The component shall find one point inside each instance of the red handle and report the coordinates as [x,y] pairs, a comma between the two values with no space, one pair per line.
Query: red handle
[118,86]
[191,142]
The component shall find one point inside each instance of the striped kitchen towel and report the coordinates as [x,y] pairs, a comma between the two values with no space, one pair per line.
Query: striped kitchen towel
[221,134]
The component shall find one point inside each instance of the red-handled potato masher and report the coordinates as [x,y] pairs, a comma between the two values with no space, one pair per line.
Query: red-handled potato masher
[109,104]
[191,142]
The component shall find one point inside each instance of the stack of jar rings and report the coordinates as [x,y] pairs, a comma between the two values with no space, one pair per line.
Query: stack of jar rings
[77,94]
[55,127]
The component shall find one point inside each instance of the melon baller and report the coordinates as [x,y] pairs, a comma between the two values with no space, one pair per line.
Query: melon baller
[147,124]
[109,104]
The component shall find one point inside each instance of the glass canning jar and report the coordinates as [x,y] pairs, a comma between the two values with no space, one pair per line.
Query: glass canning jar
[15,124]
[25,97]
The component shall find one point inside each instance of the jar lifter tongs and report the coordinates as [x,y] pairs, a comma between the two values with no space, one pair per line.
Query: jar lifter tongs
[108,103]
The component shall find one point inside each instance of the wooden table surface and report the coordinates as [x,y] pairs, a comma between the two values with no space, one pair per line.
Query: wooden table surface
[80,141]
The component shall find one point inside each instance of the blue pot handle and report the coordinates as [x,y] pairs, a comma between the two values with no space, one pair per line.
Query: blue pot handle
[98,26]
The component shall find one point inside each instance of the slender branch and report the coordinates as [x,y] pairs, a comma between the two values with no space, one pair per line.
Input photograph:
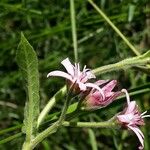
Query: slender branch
[55,125]
[114,27]
[10,138]
[105,124]
[73,27]
[50,105]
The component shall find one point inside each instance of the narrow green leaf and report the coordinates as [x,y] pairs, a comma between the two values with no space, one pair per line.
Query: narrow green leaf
[131,12]
[28,64]
[92,139]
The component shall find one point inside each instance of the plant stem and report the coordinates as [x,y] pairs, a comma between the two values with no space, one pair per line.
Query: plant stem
[73,27]
[105,124]
[55,125]
[114,27]
[50,105]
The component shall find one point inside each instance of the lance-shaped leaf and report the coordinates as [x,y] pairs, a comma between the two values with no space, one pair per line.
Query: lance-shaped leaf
[28,64]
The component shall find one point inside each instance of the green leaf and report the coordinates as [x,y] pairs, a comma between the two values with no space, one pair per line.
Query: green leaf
[92,139]
[28,64]
[131,12]
[142,60]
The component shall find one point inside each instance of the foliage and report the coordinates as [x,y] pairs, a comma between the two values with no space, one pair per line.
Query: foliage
[47,26]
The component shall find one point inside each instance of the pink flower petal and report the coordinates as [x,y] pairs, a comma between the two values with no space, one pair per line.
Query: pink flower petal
[82,86]
[131,107]
[139,134]
[109,86]
[92,85]
[60,74]
[100,82]
[123,118]
[69,67]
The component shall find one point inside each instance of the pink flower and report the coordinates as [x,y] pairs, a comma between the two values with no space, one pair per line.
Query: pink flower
[74,75]
[95,100]
[131,118]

————

Repeat everything in the records above exactly, except the pictures.

The component shall find one point inside each instance of the red handle and report the coordinates as [x,y] pairs, a comma between the two values with no space, one pair per line.
Query: red handle
[118,86]
[191,142]
The component shall find one point inside each instance of the striped kitchen towel and report the coordinates as [x,y] pairs, a comma between the two values with no space, one pair per line.
Query: striped kitchen towel
[221,134]
The component shall find one point inside each instance of the red-handled potato masher and report the coordinates as [x,y] pairs, a comma between the two values with no space, one pair per line.
Query: red-handled potato masher
[109,104]
[191,142]
The component shall find one point inside each instance of the stack of jar rings and report the coordinates as [x,y] pairs, a comma between the two values with no space, one pair per line.
Query: stack of jar rings
[77,94]
[55,127]
The component shall find one point inside each instance of the melon baller and report the coordinates as [x,y] pairs, a comma between the two values with no space, one pair per line.
Query: melon baller
[147,124]
[109,104]
The component shall find one point inside each instance of the glass canning jar and report the coordinates as [x,y] pairs, a comma between the two values with no space, one pair per line.
Query: glass canning jar
[15,124]
[25,97]
The component shall find one point inside each instance of the jar lifter tongs and report the coordinates as [x,y] pairs, a comma between the two values with no space, one pair per line.
Query: jar lifter tongs
[108,103]
The component shall find one point inside each instance of the wooden table surface and report the coordinates as [x,y] pairs, a comma between the two values with no space, one pair per line.
Query: wooden table surface
[80,141]
The component shall find one point inside each instance of the blue pot handle and report the coordinates as [x,y] pairs, a comma between the two values with no space, one pair per line.
Query: blue pot handle
[98,26]
The component shall find one point inside each instance of the slender branch and report the coordinates as [x,y] pairs, a comma between the two values with no space, one pair per line.
Input photograph:
Query: slender branch
[55,125]
[114,27]
[10,138]
[105,124]
[73,27]
[50,105]
The component shall find one point inside each instance of the narrow green leaf and report the coordinates as [x,y] pairs, a comma between the two values with no space, one pair per line.
Query: narrow green leaf
[131,12]
[28,64]
[92,139]
The component shall find one point inside each instance of the plant stem and report the coordinates as [x,y] pairs, a comma between the two values with no space, one pair per line.
Query: plant stem
[73,27]
[105,124]
[55,125]
[114,27]
[50,105]
The component shall find one point inside each instance of the lance-shaped leaf and report the coordinates as [x,y] pairs, a comma between the two values with no space, one pair per line.
Query: lance-shaped leaf
[28,64]
The component shall find one point inside each instance of the green leaf and report the coordinates as [x,y] pairs, a comma between the two values with no space, one pair per line.
Query: green leaf
[92,139]
[28,64]
[131,12]
[142,60]
The component shall find one point inside each instance of the foliage and report the coordinates as [x,y] pairs, a comma between the two values with no space, one pair per line.
Query: foliage
[47,26]
The component shall find one point inside each instance of the pink flower petal and report the coordinates as [x,y] pairs, a comma between the two values with no space, one pair per line.
Query: pink flower petal
[82,86]
[131,107]
[139,134]
[109,86]
[92,85]
[60,74]
[100,82]
[123,118]
[69,67]
The component shall find one point inside each instance of the pink flower and report the coordinates as [x,y] pairs, a comma between the two values with no space, one pair per line.
Query: pink flower
[74,75]
[95,100]
[131,118]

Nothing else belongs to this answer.